## Work required
Reproduce exactly the lines from the one containing "# point at: grass lawn" through the end of the listing, minus the pictures.
=== Data for the task ===
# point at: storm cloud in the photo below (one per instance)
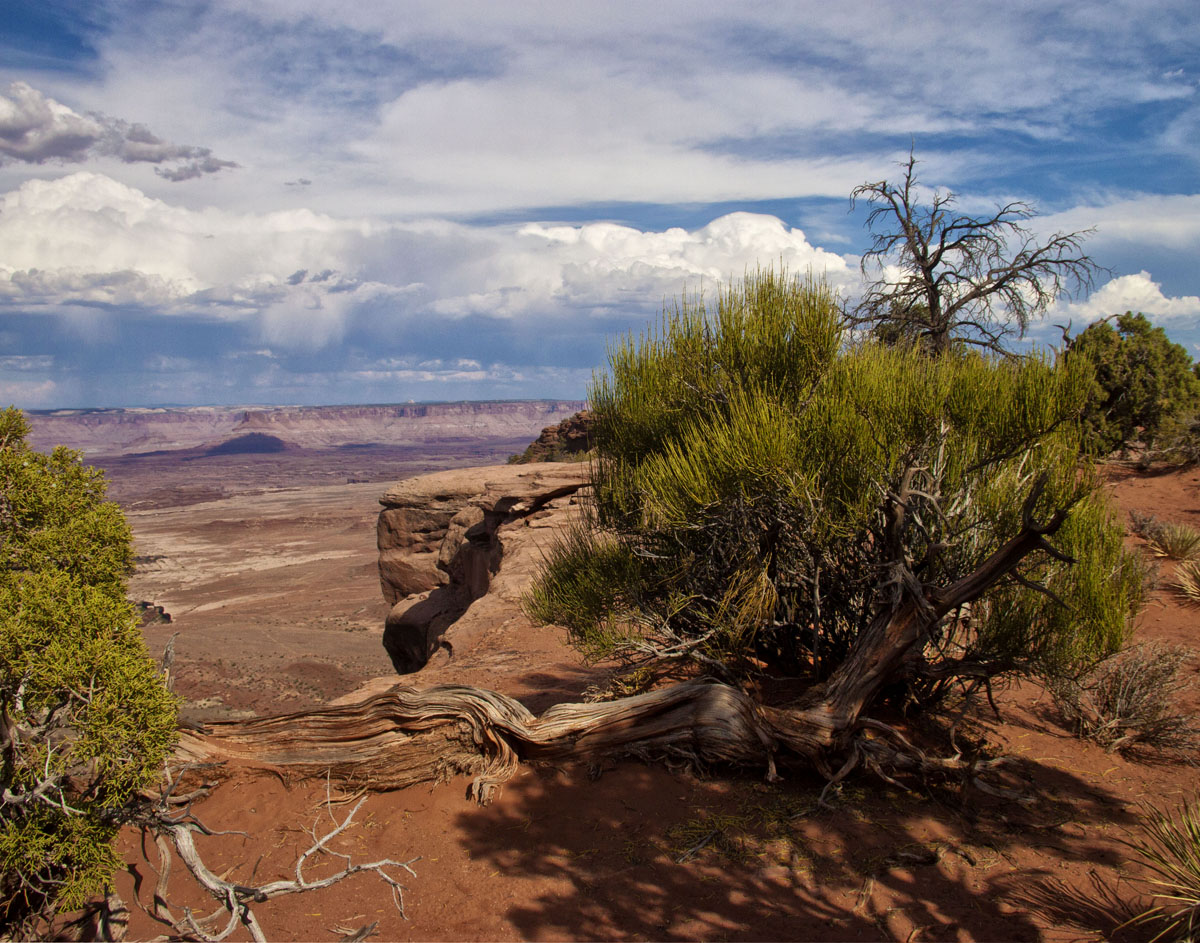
(36, 128)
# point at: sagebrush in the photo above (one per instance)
(750, 460)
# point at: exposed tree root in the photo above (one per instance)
(173, 830)
(405, 737)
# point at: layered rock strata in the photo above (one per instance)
(457, 550)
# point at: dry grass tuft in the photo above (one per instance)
(1170, 850)
(1187, 581)
(1129, 702)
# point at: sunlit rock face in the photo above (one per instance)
(131, 431)
(459, 546)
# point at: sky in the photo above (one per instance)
(300, 202)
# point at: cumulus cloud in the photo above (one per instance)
(35, 128)
(1140, 293)
(304, 277)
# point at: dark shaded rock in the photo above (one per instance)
(570, 440)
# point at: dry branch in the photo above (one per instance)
(405, 737)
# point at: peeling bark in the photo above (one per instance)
(405, 737)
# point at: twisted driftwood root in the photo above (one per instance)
(405, 737)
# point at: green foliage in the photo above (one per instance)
(1170, 850)
(85, 720)
(1131, 702)
(1144, 385)
(748, 474)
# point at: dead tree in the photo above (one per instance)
(972, 280)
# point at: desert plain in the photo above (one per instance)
(268, 565)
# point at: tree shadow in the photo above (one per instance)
(645, 853)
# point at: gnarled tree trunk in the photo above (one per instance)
(405, 737)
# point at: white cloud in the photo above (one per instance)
(303, 277)
(1155, 220)
(35, 128)
(1140, 293)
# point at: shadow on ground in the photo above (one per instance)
(643, 853)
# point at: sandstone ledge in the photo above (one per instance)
(457, 550)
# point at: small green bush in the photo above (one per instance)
(1143, 384)
(748, 460)
(1174, 541)
(85, 720)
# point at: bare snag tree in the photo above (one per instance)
(941, 277)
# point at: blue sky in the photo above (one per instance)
(306, 202)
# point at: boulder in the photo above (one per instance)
(568, 442)
(454, 546)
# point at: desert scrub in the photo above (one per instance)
(1131, 702)
(765, 485)
(1170, 850)
(1173, 541)
(1187, 581)
(85, 720)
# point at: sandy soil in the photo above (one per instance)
(273, 586)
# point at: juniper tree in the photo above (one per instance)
(85, 719)
(766, 490)
(946, 277)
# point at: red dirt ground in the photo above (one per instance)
(635, 852)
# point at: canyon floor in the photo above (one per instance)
(268, 566)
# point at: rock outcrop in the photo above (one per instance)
(568, 442)
(457, 548)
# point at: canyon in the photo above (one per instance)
(232, 430)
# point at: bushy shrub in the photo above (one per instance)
(763, 487)
(1131, 702)
(85, 720)
(1143, 388)
(1170, 850)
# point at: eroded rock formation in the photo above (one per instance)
(457, 548)
(133, 431)
(567, 442)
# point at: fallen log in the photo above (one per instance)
(405, 736)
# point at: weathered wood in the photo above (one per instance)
(405, 736)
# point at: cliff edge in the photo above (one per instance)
(459, 548)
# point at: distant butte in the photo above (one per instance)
(241, 430)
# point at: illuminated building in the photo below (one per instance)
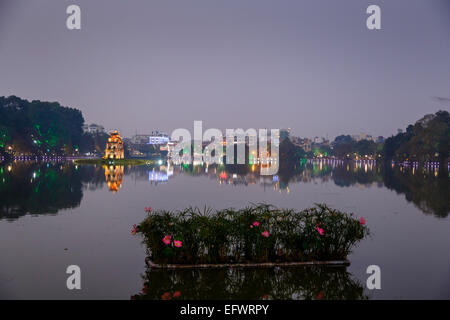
(114, 177)
(114, 146)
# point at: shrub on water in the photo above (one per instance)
(258, 233)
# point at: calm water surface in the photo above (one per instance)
(56, 214)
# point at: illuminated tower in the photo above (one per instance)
(114, 146)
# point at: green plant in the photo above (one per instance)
(258, 233)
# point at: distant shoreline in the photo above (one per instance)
(101, 161)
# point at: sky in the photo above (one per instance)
(312, 66)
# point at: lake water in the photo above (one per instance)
(56, 214)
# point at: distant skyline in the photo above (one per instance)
(311, 66)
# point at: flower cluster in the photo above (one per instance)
(260, 233)
(168, 239)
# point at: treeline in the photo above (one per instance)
(427, 140)
(38, 127)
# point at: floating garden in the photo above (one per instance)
(259, 234)
(114, 162)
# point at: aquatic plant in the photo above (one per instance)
(193, 236)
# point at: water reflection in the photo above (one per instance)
(42, 188)
(114, 177)
(310, 282)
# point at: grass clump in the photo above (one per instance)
(255, 234)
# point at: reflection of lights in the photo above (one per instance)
(157, 176)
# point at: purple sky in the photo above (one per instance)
(311, 65)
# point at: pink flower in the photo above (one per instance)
(177, 243)
(166, 296)
(320, 231)
(167, 239)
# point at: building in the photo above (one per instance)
(93, 128)
(114, 146)
(158, 137)
(285, 133)
(155, 138)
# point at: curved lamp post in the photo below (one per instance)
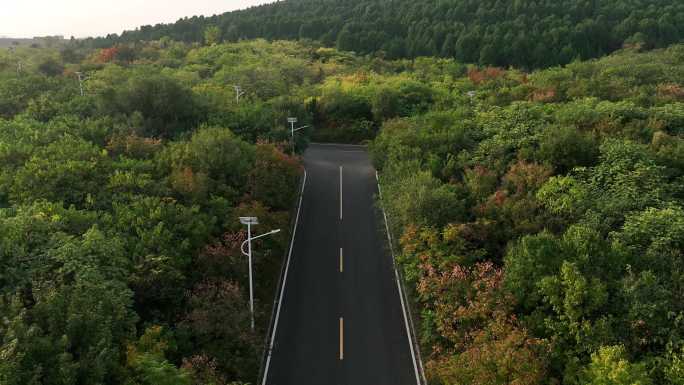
(249, 221)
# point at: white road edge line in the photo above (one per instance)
(338, 144)
(401, 296)
(282, 290)
(340, 192)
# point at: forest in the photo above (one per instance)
(539, 213)
(522, 33)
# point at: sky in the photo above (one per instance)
(83, 18)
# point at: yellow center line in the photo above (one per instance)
(341, 338)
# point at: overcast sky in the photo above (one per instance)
(83, 18)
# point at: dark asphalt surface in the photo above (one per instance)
(307, 343)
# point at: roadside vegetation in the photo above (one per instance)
(541, 220)
(540, 213)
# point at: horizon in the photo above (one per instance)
(82, 18)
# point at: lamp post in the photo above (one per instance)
(249, 221)
(81, 79)
(238, 93)
(292, 121)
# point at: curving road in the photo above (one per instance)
(341, 320)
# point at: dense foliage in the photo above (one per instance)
(119, 231)
(541, 218)
(541, 214)
(521, 33)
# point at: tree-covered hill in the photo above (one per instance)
(520, 33)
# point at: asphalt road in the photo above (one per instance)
(341, 321)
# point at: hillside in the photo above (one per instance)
(539, 213)
(521, 33)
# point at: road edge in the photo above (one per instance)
(279, 299)
(405, 306)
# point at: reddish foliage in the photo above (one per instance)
(490, 73)
(544, 95)
(108, 54)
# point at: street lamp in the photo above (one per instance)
(292, 121)
(81, 78)
(238, 93)
(249, 221)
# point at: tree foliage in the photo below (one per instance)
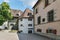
(5, 13)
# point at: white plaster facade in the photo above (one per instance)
(42, 11)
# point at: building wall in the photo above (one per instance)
(42, 11)
(25, 26)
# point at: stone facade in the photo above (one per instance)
(43, 11)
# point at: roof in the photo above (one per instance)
(36, 3)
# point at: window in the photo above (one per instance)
(39, 30)
(43, 20)
(29, 14)
(46, 3)
(21, 25)
(29, 24)
(21, 19)
(54, 31)
(29, 19)
(17, 14)
(51, 16)
(36, 11)
(54, 0)
(39, 20)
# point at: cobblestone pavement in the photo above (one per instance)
(8, 36)
(31, 37)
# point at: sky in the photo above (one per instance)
(20, 4)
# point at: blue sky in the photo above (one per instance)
(20, 4)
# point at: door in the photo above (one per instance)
(30, 31)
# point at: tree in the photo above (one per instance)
(5, 13)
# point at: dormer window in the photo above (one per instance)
(17, 14)
(29, 14)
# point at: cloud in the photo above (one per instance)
(29, 2)
(7, 1)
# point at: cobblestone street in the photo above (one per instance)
(31, 37)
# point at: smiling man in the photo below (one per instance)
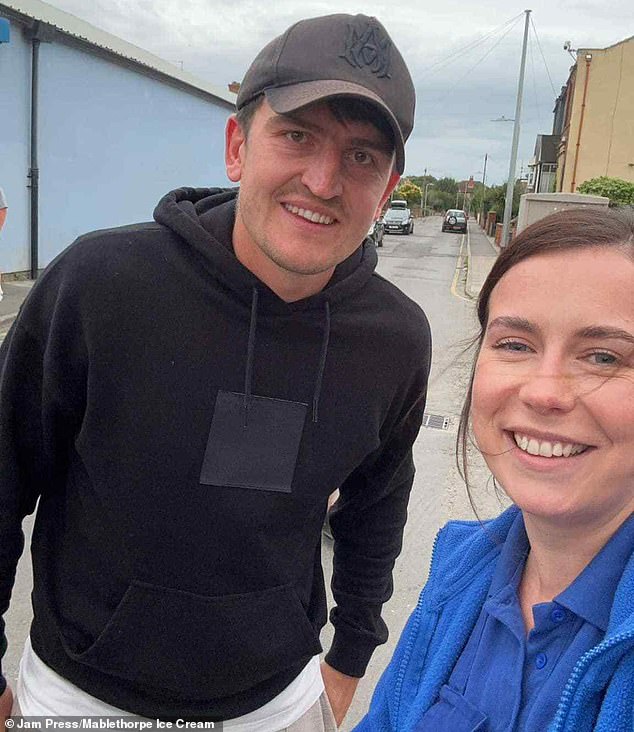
(183, 396)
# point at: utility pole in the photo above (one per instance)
(427, 185)
(508, 204)
(484, 177)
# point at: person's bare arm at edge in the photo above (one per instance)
(6, 704)
(340, 690)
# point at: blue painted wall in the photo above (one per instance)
(112, 141)
(15, 103)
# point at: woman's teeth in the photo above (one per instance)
(547, 449)
(309, 215)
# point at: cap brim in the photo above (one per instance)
(284, 99)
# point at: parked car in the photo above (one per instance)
(398, 219)
(376, 232)
(455, 220)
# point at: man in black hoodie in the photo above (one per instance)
(183, 456)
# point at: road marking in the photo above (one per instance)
(457, 272)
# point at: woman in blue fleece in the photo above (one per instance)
(527, 621)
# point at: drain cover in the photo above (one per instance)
(435, 421)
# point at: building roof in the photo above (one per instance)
(614, 45)
(80, 30)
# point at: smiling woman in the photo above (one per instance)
(527, 621)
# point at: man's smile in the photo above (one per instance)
(313, 216)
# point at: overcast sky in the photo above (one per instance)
(461, 85)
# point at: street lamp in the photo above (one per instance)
(427, 185)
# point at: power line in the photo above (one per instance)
(480, 60)
(539, 45)
(470, 46)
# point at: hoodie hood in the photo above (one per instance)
(200, 217)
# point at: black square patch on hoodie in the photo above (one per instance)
(253, 442)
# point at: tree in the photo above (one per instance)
(619, 191)
(409, 191)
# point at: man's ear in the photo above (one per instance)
(391, 185)
(235, 141)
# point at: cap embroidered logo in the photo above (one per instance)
(368, 48)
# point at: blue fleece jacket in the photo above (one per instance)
(599, 695)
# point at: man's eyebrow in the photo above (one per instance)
(604, 331)
(379, 144)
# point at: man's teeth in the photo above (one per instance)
(547, 449)
(309, 215)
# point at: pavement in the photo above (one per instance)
(481, 254)
(14, 295)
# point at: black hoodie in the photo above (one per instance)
(183, 427)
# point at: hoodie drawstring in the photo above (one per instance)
(248, 377)
(250, 351)
(322, 362)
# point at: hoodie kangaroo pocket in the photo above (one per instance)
(202, 647)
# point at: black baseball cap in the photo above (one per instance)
(335, 56)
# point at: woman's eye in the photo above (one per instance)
(602, 358)
(514, 346)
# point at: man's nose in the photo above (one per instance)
(323, 175)
(547, 391)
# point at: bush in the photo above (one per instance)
(619, 191)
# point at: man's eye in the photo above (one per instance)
(361, 157)
(296, 136)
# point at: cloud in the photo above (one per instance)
(464, 70)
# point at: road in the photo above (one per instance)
(427, 266)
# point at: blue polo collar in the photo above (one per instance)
(591, 594)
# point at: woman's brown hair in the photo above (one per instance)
(578, 228)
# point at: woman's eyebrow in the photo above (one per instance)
(604, 331)
(514, 322)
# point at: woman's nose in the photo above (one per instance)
(548, 391)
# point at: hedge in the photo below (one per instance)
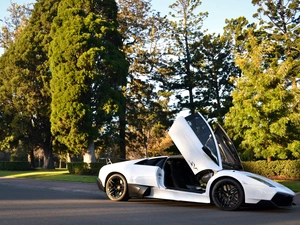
(82, 168)
(20, 166)
(280, 169)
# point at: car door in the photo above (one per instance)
(196, 141)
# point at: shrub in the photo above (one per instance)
(285, 169)
(5, 165)
(82, 168)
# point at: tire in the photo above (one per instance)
(228, 194)
(116, 188)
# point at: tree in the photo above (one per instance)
(265, 115)
(185, 31)
(15, 24)
(146, 105)
(214, 60)
(88, 71)
(25, 84)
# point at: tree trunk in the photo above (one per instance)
(89, 155)
(48, 155)
(32, 162)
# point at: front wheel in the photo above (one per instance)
(116, 188)
(227, 194)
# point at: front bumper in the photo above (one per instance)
(100, 185)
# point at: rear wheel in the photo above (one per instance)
(116, 188)
(227, 194)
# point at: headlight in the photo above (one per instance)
(262, 181)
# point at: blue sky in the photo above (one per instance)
(218, 10)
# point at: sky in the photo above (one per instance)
(218, 10)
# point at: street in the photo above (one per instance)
(28, 202)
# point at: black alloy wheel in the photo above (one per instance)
(116, 188)
(227, 194)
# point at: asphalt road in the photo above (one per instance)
(30, 202)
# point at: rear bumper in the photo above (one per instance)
(100, 185)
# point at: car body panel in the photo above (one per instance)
(191, 147)
(204, 153)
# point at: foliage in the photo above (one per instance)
(82, 168)
(17, 165)
(15, 23)
(280, 169)
(88, 71)
(146, 105)
(214, 59)
(265, 115)
(25, 85)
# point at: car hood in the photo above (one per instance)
(203, 148)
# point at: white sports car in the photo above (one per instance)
(209, 171)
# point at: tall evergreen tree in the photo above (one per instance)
(88, 70)
(185, 31)
(15, 23)
(265, 115)
(25, 78)
(214, 59)
(146, 106)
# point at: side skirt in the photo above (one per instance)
(138, 191)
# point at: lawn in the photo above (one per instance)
(58, 175)
(64, 175)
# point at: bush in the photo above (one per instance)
(5, 165)
(82, 168)
(281, 169)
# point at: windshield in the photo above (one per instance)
(204, 134)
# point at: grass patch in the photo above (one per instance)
(57, 175)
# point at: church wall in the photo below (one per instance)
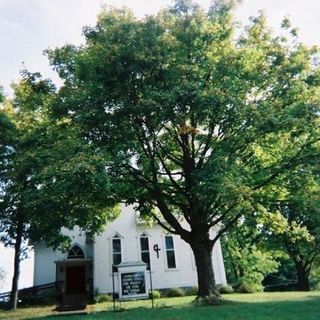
(129, 229)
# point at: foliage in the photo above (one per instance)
(291, 221)
(98, 298)
(155, 294)
(47, 181)
(2, 277)
(192, 291)
(225, 289)
(260, 306)
(174, 292)
(248, 260)
(192, 121)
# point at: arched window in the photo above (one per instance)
(116, 250)
(76, 253)
(144, 249)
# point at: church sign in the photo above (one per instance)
(132, 280)
(133, 284)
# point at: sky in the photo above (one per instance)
(30, 26)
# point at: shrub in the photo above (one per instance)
(175, 292)
(225, 289)
(250, 288)
(155, 294)
(212, 300)
(102, 298)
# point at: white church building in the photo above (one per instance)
(129, 243)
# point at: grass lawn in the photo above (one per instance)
(260, 306)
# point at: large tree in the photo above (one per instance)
(48, 178)
(193, 119)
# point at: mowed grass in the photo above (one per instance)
(260, 306)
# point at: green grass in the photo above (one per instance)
(260, 306)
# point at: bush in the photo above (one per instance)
(212, 300)
(225, 289)
(192, 291)
(155, 294)
(250, 288)
(174, 292)
(102, 298)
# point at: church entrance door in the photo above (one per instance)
(76, 279)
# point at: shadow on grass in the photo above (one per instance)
(307, 308)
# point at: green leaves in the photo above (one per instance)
(192, 120)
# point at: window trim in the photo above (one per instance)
(165, 253)
(76, 257)
(145, 235)
(115, 236)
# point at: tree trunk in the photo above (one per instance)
(202, 250)
(303, 277)
(16, 272)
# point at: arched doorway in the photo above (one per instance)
(74, 278)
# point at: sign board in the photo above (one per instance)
(133, 284)
(132, 280)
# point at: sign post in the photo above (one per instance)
(132, 280)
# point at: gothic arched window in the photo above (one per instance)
(76, 253)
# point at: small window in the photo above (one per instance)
(145, 252)
(76, 253)
(171, 259)
(116, 250)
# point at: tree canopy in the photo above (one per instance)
(193, 121)
(48, 178)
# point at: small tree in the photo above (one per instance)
(192, 122)
(46, 180)
(248, 259)
(2, 277)
(292, 222)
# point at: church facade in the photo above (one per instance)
(89, 266)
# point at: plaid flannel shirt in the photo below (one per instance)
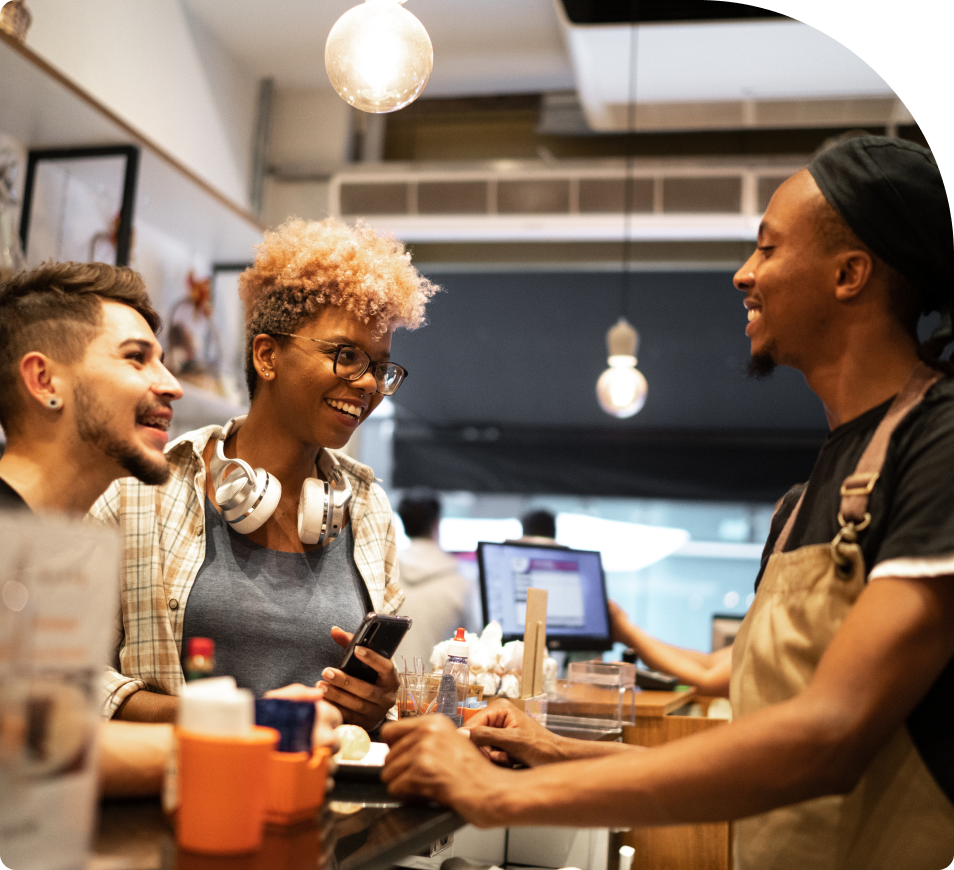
(163, 532)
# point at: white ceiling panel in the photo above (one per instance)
===
## The solution
# point at: grass lawn in the photo above (one per instance)
(260, 306)
# point at: large tree in the photo above (one per instance)
(48, 178)
(193, 119)
# point at: mowed grass in the photo above (one per instance)
(260, 306)
# point at: green grass in the photo above (one per instance)
(260, 306)
# point at: bush in the photo above (one per instance)
(212, 300)
(225, 289)
(192, 291)
(155, 294)
(250, 288)
(174, 292)
(102, 298)
# point at: church entrance door in the photo above (one per instance)
(76, 279)
# point at: shadow on grass in the photo above (one per instance)
(307, 308)
# point at: green leaves in the photo above (one per instance)
(192, 120)
# point at: window trim in the photo above (one per instance)
(165, 253)
(76, 257)
(145, 235)
(115, 236)
# point at: tree trunk in the photo above (one per instance)
(202, 250)
(303, 277)
(16, 272)
# point at: arched doorway in the photo above (one per instance)
(74, 278)
# point at: sign board in the photo above (one per instance)
(133, 284)
(132, 280)
# point at: sign post in the photo above (one per instance)
(132, 280)
# point at: gothic arched window in the photo above (one per instance)
(76, 253)
# point at: small window in the photo above (one per instance)
(145, 252)
(76, 253)
(171, 259)
(116, 250)
# point at: tree canopy in the photo above (one per instance)
(193, 121)
(48, 178)
# point at: small tree in the photo above (one per instance)
(192, 122)
(46, 180)
(248, 259)
(2, 277)
(292, 222)
# point at: church facade in the photo above (one per instance)
(89, 266)
# point at: plaid flannel shirt in the photo below (one per instance)
(163, 532)
# point at: white ceiling panel in the photo above (one per instance)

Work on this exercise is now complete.